[start of Source records]

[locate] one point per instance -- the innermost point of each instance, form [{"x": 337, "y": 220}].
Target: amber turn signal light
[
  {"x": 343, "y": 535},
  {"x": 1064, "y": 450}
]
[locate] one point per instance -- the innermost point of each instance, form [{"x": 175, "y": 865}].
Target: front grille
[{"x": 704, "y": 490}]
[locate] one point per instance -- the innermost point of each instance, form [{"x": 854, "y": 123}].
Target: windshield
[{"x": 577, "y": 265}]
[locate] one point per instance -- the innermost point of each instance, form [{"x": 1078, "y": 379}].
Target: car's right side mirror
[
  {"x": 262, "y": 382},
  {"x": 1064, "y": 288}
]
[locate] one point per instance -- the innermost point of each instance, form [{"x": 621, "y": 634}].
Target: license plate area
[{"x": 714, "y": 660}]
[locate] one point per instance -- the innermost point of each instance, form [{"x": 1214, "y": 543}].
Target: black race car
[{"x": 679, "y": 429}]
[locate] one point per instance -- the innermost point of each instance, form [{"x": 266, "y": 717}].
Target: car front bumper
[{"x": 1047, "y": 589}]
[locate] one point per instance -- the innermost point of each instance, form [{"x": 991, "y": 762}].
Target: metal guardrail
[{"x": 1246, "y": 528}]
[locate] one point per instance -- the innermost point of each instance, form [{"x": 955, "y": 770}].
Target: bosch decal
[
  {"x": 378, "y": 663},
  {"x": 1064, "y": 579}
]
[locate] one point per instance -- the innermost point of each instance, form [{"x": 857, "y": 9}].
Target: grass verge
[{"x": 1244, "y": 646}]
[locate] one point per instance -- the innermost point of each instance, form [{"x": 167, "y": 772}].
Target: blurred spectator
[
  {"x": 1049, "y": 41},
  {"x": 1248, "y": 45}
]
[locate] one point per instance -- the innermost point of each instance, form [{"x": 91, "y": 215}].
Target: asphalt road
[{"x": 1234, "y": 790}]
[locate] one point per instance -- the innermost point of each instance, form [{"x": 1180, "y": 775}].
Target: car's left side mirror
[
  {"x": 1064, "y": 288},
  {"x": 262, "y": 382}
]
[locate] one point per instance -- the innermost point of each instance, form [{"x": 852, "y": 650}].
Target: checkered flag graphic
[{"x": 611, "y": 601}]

[end of Source records]

Work to complete:
Reproduce the entries above in full, verbatim.

Answer to this task:
[locate] one point per instance -- the innermost point of each instance, form [{"x": 337, "y": 220}].
Target: amber turn signal light
[
  {"x": 343, "y": 535},
  {"x": 1064, "y": 450}
]
[locate] one point per instance -- the innermost point of each instance, form [{"x": 175, "y": 865}].
Target: front grille
[{"x": 704, "y": 490}]
[locate] one point per instance -- the innermost point of each instance, form [{"x": 854, "y": 123}].
Target: windshield
[{"x": 577, "y": 265}]
[locate] one point per instance -- the innermost point of each instance, form [{"x": 1078, "y": 379}].
Target: car's right side mirror
[
  {"x": 262, "y": 382},
  {"x": 1064, "y": 288}
]
[locate] one point per instance -- the innermost point of each instance, form [{"x": 621, "y": 634}].
Target: license plate area
[{"x": 714, "y": 660}]
[locate] one point per instance -- the innermost point of each instance, form [{"x": 1214, "y": 543}].
Target: black race car
[{"x": 679, "y": 429}]
[locate] one point per instance -- the innermost point of each instance, form [{"x": 266, "y": 717}].
Target: car front bumper
[{"x": 1047, "y": 589}]
[locate] one point per instance -- the innermost point of each instance, form [{"x": 991, "y": 762}].
Target: metal guardrail
[{"x": 1246, "y": 528}]
[locate] one point per instance -- the innermost point of each instance, form [{"x": 955, "y": 770}].
Target: bosch decal
[
  {"x": 378, "y": 663},
  {"x": 1064, "y": 579}
]
[locate] one point per instance -- the innermost point of each instance, form [{"x": 857, "y": 9}].
Target: grass verge
[{"x": 1244, "y": 646}]
[locate] one point per instance -- the innermost point of each instance, form [{"x": 167, "y": 772}].
Target: blurred spectator
[
  {"x": 1049, "y": 41},
  {"x": 1248, "y": 45}
]
[locate] one point per instance -- the innermost point of each instance, form [{"x": 91, "y": 215}].
Target: asphalt road
[{"x": 1234, "y": 790}]
[locate] one point per instance -- the innermost point of each instance, form [{"x": 1180, "y": 775}].
Target: car's left side mirror
[
  {"x": 1064, "y": 288},
  {"x": 262, "y": 382}
]
[locate] one point per instance -- the innermost point of each instance, form [{"x": 852, "y": 650}].
Target: checkered flag graphic
[{"x": 611, "y": 601}]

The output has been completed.